◆ Task to carry out ◆
What lines in the material hold the string "building"? Copy out each of them.

◆ Material provided ◆
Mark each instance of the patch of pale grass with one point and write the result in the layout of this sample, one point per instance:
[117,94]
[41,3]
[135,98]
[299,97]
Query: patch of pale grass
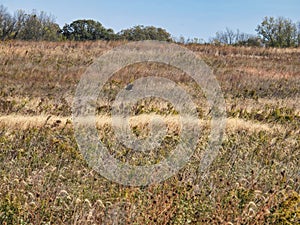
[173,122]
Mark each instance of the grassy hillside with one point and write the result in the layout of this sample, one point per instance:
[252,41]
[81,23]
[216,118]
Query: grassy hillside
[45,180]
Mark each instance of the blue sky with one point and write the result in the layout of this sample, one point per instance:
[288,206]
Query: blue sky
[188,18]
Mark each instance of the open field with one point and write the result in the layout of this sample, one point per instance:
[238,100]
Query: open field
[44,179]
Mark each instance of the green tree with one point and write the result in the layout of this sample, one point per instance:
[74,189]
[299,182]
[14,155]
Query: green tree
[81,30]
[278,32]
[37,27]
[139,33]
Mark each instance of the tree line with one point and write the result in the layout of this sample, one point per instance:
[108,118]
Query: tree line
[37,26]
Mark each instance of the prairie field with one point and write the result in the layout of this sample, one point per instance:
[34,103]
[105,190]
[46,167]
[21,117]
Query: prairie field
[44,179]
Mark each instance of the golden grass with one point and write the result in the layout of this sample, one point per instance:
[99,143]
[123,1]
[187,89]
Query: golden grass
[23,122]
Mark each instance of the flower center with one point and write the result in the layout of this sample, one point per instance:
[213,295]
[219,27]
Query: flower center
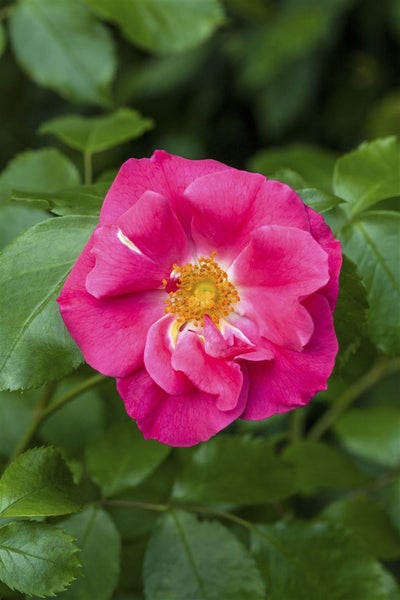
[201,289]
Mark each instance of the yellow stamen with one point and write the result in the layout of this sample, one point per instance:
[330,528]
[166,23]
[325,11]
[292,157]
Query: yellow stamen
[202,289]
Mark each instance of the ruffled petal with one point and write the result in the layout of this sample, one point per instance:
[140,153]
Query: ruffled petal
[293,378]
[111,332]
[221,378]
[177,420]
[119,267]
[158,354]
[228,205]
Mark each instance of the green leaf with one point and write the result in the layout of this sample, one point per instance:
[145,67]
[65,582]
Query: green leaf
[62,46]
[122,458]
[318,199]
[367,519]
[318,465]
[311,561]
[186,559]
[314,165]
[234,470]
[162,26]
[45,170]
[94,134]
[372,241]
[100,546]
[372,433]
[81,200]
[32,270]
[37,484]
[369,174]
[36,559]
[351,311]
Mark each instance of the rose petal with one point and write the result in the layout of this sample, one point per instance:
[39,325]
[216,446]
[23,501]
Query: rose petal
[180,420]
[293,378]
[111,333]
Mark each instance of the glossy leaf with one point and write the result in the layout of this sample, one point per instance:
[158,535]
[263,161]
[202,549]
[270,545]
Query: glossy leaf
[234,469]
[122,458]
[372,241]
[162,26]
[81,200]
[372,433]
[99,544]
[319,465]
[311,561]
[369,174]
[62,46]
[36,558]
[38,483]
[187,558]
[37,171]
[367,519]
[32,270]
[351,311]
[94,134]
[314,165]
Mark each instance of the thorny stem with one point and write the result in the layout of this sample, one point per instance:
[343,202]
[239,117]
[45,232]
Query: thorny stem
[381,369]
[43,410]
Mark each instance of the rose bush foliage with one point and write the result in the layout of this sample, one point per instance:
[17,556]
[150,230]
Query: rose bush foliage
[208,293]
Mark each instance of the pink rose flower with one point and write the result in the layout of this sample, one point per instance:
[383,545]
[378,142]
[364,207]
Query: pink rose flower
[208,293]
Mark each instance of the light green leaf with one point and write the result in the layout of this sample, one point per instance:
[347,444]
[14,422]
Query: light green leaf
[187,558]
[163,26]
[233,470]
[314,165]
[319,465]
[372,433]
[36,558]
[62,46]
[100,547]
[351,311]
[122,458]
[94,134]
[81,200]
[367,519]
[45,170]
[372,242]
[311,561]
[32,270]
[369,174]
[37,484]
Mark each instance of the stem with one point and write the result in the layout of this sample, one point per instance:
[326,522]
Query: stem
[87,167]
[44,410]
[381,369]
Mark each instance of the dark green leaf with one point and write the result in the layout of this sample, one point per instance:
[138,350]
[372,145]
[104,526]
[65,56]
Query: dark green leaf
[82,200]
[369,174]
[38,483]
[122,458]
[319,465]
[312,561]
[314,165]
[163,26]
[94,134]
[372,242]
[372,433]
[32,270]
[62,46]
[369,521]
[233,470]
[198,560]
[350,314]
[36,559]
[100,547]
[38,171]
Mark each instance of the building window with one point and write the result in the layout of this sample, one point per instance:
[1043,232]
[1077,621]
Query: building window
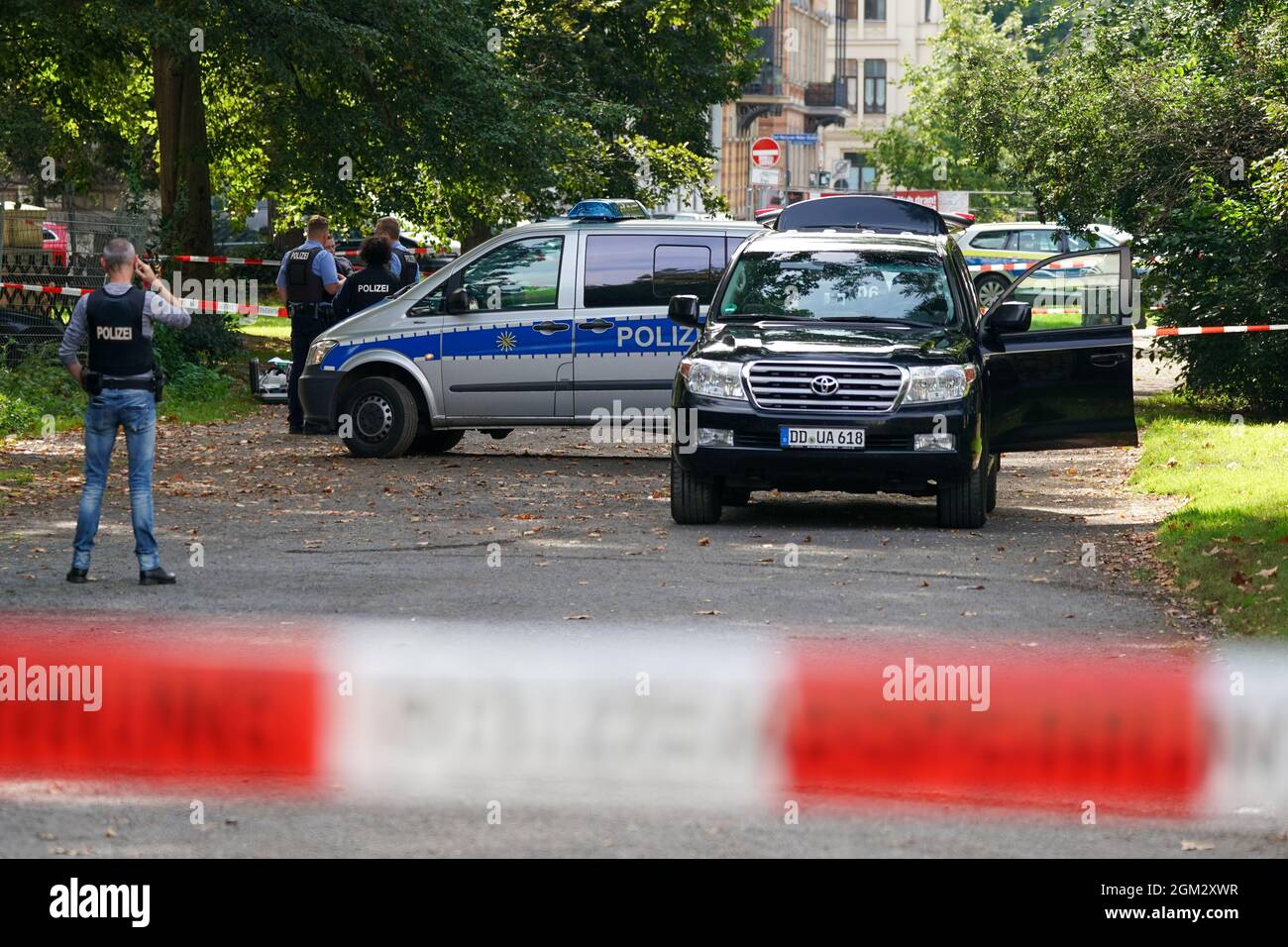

◆ Task solution ◆
Mark each instance of the building window with one point and write the result in the layout of this sample, one point per instance:
Query: building window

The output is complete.